*ESTRATTO DEL TESTO*:
_ _ _
Il più grande successo l’ottenemmo nel lancio del disco dove si registrò la prima ed unica doppietta italiana nell’atletica: primo Adolfo Consolini, secondo Giuseppe Tosi. Consolini per oltre trent’anni fu la nostra bandiera nell’atletica leggera; il 22 luglio del 1937 indossò la prima maglia azzurra, 24 anni dopo passava i gradi di capitano a Livio Berruti. Partecipò a quattro olimpiadi, ottenendo un primo, un secondo e un sesto posto. Stabilì tre primati mondiali, tre primi posti ai campionati europei, e fu 15 volte campione nazionale!
A Londra soddisfazioni nei lanci arrivarono anche dalle donne. Amelia Piccinini nel peso ed Edera Cordiale Gentile nel disco.
Un magro bottino, sorprendentemente, arrivò dalla scherma: una sola medaglia d’oro. Ci consoliamo nel ciclismo dove vinciamo due medaglie d’oro: nella velocità e nel tandem. Un’altra medaglia d’oro arriva dalla lotta greco-romana con Pietro Lombardi. Ancora oro dal pugilato nei pesi piuma con Formenti; siamo campioni nella pallanuoto dove battiamo i maestri magiari vincendo tutte le partite.
Naturalmente non può mancare la grande delusione: arriva proprio dallo sport più popolare: il calcio. Veniamo eliminanti con un sonoro 5 a 0 dalla Danimarca: è l’ultima partita della nazionale sotto la guida di Vittorio Pozzo. Che rimase imbattuta per 30 partite!
In ogni caso l’esito finale è soddisfacente: arriviamo terzi , dopo Usa e Svezia in un’ Olimpiade dove non ci volevano. (……o ci temevano ?)
In Italia il 1 gennaio entra in vigore la Costituzione Repubblicana, 14 luglio avviene l’attentato contro Togliatti. Per fortuna che Bartali vince il Tour! Ma le vittorie sportive seppure porteranno un po’ di serenità, non faranno dimenticare i 56 milioni di morti provocati dalla guerra.
Ad Helsinki, nel 1952, il pomeriggio di sabato19 luglio 1952 piove ma le 70.000 persone presenti sugli spalti dello stadio non sembrano accorgersene, talmente prese ed emozionate dal rito che si stava svolgendo davanti loro.
Da poco erano sfilati gli atleti di 69 nazioni e il Presidente del loro comitato olimpico stava parlando con voce commossa, mettendo in risalto l’importanza dei giochi per il loro piccolo paese; dopodiché il Presidente della Repubblica dichiarò aperti i Giochi della XV Olimpiade.
Ora era giunto il momento più atteso, il più toccante dell’intera cerimonia: l’arrivo della fiaccola olimpica; ecco entrare l’ultimo staffettista accolto da un boato, eh sì perché quell’uomo dai tratti invecchiati, appesantito, era una leggenda dello sport, il loro vanto, l’uomo a cui avevano eretto un monumento: era Paavo Nurmi.
La Finlandia aveva atteso dal 1940 quel momento, da quando cioè la sua candidatura dovette essere sospesa per via della guerra; già da allora aveva costruito il suo stadio, rendendolo poi più grande ed accogliente.
_ _ _
*MATERIALI DI LAVORO*:

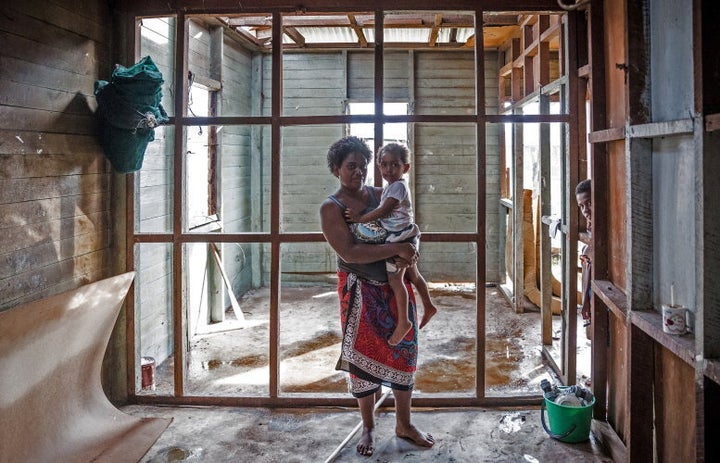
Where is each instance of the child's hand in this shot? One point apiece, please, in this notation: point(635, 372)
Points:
point(351, 216)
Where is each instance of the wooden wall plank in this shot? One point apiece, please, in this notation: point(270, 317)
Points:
point(54, 179)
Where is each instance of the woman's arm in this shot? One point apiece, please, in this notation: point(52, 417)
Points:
point(337, 234)
point(383, 210)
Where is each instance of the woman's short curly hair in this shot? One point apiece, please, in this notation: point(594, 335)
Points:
point(342, 148)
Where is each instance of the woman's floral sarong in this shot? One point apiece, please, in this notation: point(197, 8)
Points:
point(368, 314)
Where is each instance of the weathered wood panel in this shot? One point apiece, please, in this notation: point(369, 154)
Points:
point(675, 408)
point(54, 180)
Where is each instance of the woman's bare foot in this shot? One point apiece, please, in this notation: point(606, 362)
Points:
point(366, 444)
point(429, 311)
point(415, 435)
point(401, 330)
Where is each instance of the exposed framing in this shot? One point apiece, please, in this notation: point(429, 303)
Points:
point(274, 237)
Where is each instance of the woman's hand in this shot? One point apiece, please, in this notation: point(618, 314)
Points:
point(351, 216)
point(407, 256)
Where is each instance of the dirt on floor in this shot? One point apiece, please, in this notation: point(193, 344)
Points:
point(231, 358)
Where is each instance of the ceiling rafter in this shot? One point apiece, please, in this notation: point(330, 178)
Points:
point(435, 30)
point(358, 31)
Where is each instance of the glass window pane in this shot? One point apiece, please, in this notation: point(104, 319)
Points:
point(448, 344)
point(227, 305)
point(154, 185)
point(310, 329)
point(154, 368)
point(227, 179)
point(445, 177)
point(157, 40)
point(234, 61)
point(305, 178)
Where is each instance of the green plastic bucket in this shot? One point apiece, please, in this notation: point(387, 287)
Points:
point(567, 424)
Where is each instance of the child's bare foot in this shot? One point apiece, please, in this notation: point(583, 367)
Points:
point(429, 312)
point(415, 435)
point(366, 445)
point(401, 330)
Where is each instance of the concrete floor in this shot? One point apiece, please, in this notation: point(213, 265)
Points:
point(220, 434)
point(231, 360)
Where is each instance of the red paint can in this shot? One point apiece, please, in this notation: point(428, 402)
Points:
point(147, 367)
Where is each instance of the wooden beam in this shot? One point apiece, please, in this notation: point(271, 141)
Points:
point(432, 41)
point(607, 135)
point(358, 30)
point(661, 129)
point(296, 36)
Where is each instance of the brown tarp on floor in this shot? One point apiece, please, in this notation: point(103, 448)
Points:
point(52, 405)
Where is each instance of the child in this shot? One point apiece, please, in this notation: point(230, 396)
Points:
point(395, 215)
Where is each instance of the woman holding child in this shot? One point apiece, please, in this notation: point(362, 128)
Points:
point(368, 305)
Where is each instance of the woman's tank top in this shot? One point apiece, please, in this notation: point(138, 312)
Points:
point(375, 270)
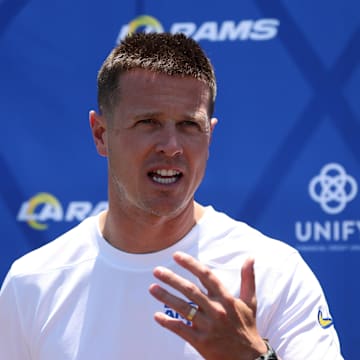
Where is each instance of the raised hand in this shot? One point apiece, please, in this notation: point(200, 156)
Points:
point(222, 327)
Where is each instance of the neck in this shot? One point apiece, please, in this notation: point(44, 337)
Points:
point(150, 233)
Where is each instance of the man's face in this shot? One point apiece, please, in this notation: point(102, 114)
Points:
point(156, 141)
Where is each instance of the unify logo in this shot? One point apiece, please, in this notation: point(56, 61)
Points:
point(228, 30)
point(45, 207)
point(333, 188)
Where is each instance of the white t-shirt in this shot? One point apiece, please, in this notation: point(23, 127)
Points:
point(80, 298)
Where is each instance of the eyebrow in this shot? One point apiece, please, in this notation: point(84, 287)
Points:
point(155, 114)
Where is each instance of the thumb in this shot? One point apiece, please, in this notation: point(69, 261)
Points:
point(247, 289)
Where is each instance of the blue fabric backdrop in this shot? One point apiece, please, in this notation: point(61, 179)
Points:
point(286, 152)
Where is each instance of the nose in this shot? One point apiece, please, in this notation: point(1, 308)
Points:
point(169, 142)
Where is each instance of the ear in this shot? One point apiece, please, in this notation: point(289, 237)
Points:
point(213, 123)
point(98, 130)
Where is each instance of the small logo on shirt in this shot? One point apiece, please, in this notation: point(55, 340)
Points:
point(175, 315)
point(324, 319)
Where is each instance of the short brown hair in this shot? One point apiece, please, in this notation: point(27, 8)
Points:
point(171, 54)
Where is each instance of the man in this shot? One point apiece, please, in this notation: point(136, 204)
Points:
point(218, 288)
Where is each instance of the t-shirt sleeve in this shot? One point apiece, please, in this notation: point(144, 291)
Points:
point(301, 326)
point(12, 341)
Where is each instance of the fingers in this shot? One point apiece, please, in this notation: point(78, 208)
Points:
point(248, 289)
point(202, 272)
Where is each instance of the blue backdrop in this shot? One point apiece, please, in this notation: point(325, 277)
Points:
point(285, 155)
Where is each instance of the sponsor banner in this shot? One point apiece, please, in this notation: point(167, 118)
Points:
point(332, 189)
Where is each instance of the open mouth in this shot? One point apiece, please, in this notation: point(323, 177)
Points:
point(162, 176)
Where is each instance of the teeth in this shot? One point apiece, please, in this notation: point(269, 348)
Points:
point(163, 176)
point(163, 172)
point(164, 180)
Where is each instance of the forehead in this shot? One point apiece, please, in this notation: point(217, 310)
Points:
point(145, 88)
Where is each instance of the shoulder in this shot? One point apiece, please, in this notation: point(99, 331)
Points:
point(73, 247)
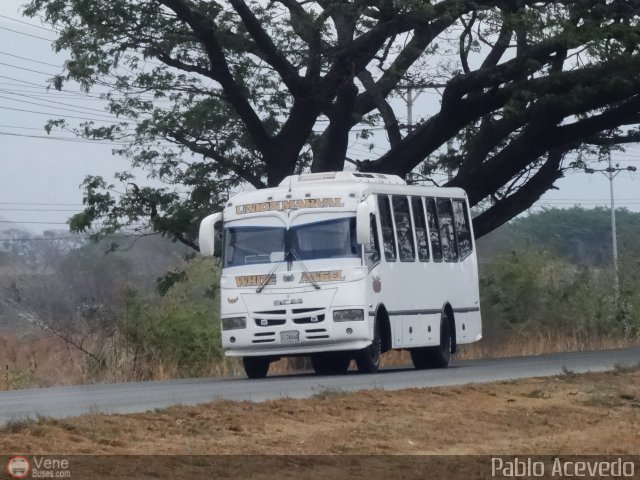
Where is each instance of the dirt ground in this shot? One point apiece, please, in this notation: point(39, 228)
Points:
point(567, 414)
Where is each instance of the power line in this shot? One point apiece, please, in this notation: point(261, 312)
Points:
point(28, 69)
point(66, 139)
point(58, 103)
point(39, 210)
point(44, 239)
point(27, 23)
point(30, 60)
point(60, 115)
point(26, 34)
point(46, 204)
point(41, 223)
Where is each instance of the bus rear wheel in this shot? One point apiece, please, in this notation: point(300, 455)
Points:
point(438, 356)
point(331, 363)
point(256, 367)
point(368, 359)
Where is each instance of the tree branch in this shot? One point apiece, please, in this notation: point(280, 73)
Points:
point(296, 84)
point(205, 31)
point(523, 198)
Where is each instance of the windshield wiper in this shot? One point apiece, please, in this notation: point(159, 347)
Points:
point(267, 278)
point(304, 267)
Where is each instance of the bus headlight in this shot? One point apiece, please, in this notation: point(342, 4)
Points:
point(348, 315)
point(234, 323)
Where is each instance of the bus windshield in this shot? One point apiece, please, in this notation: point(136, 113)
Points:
point(326, 239)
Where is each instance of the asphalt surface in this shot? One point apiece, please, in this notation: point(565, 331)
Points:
point(59, 402)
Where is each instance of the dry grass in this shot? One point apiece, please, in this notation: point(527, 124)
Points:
point(39, 360)
point(567, 414)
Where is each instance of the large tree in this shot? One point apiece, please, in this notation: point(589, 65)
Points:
point(214, 94)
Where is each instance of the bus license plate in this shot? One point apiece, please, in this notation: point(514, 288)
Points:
point(290, 336)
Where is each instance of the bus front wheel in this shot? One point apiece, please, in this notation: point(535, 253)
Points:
point(256, 367)
point(368, 359)
point(438, 356)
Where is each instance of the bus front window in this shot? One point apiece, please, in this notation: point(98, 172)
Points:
point(248, 245)
point(326, 239)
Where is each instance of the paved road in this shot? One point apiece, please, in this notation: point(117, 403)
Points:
point(61, 402)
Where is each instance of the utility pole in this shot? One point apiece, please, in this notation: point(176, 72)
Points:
point(410, 99)
point(611, 173)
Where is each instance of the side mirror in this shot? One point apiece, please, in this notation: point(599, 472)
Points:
point(363, 224)
point(210, 236)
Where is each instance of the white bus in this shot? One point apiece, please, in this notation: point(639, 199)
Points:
point(340, 266)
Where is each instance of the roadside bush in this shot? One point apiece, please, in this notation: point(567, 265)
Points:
point(533, 291)
point(179, 331)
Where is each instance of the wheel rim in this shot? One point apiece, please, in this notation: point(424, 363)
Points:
point(375, 351)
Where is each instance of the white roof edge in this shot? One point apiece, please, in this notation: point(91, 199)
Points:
point(352, 177)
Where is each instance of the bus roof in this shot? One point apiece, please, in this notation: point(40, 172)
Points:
point(353, 184)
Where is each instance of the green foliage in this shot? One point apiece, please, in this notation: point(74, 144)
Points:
point(581, 236)
point(180, 330)
point(551, 271)
point(209, 96)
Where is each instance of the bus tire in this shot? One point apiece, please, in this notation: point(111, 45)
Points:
point(256, 367)
point(330, 363)
point(368, 359)
point(438, 356)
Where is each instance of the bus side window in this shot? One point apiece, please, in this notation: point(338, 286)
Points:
point(434, 229)
point(419, 221)
point(388, 239)
point(463, 232)
point(406, 248)
point(447, 232)
point(372, 252)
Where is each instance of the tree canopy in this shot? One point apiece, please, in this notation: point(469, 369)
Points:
point(215, 94)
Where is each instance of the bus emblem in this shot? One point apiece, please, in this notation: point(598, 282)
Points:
point(287, 301)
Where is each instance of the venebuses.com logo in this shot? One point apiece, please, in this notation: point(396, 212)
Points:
point(18, 467)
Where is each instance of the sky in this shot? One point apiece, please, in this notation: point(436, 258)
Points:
point(40, 177)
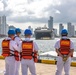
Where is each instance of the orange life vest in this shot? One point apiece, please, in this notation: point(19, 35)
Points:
point(6, 50)
point(65, 46)
point(27, 50)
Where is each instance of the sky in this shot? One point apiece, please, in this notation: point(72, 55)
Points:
point(22, 13)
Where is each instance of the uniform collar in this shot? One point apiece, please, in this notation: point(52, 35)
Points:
point(64, 37)
point(27, 39)
point(8, 38)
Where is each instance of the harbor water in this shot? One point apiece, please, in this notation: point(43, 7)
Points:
point(47, 46)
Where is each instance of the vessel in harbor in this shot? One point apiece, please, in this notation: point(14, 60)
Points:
point(43, 33)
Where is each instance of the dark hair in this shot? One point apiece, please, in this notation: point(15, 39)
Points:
point(64, 34)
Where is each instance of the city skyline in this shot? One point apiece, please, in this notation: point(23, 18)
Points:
point(23, 13)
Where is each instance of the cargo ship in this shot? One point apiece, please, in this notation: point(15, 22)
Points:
point(43, 34)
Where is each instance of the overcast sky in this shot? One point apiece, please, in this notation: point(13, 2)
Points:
point(37, 12)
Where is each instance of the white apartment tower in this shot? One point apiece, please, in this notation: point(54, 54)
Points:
point(50, 23)
point(71, 30)
point(3, 25)
point(60, 28)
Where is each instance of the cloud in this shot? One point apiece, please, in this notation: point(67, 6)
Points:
point(38, 11)
point(26, 19)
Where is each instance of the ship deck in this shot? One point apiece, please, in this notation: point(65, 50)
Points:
point(41, 69)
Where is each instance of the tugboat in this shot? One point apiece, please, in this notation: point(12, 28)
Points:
point(43, 33)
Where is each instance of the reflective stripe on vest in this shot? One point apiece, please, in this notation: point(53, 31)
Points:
point(64, 46)
point(27, 49)
point(5, 48)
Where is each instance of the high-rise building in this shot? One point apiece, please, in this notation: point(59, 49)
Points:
_ _ _
*CONSEGNA 1*: Traduci in inglese la frase «A Londra soddisfazioni nei lanci arrivarono anche dalle donne.» tratta dal testo sulle Olimpiadi.
*CONSEGNA 2*: Nell'elenco, sostituisci "bus" con "coach" nella parte che comincia con la riga contenente "Where is each instance of the bus windshield" e termina con quella contenente "point(210, 236)", estremi compresi, e riporta soltanto queste righe lasciando invariato tutto il resto.
L'elenco non ha alcun legame con il testo.

*RISULTATO 1*: In London, satisfaction in the throwing events also came from the women.

*RISULTATO 2*:
Where is each instance of the coach windshield in this shot? One point apiece, please, in this notation: point(136, 113)
Points:
point(326, 239)
Where is each instance of the asphalt surface in this shot? One point apiece, please, in this notation: point(565, 331)
Points:
point(59, 402)
Where is each instance of the dry grass in this shot? One point apiece, please, in this notation: point(527, 124)
Points:
point(39, 360)
point(567, 414)
Where is each instance of the large tree in this shot? One point apiece, please, in this notation: point(589, 65)
Points:
point(214, 94)
Where is each instance of the coach license plate in this shot? One point apiece, please, in this notation: point(514, 288)
Points:
point(290, 336)
Where is each instance of the coach front wheel in this shot? One point apiece, please, in this notation: point(535, 253)
Points:
point(256, 367)
point(368, 359)
point(438, 356)
Where is each instance of the coach front window in this shot? One point apiece, please, in this notation: point(98, 172)
Points:
point(248, 245)
point(326, 239)
Where is each instance of the paved road in this shot? One point apiece, please, in this notation: point(117, 403)
Points:
point(61, 402)
Where is each instance of the utility pole in this shot? One point apiece, please, in this notation: point(176, 72)
Points:
point(410, 99)
point(611, 173)
Where is each instance of the side mirror in this shot? One point apiece, please, in this notation: point(599, 472)
Points:
point(363, 224)
point(210, 236)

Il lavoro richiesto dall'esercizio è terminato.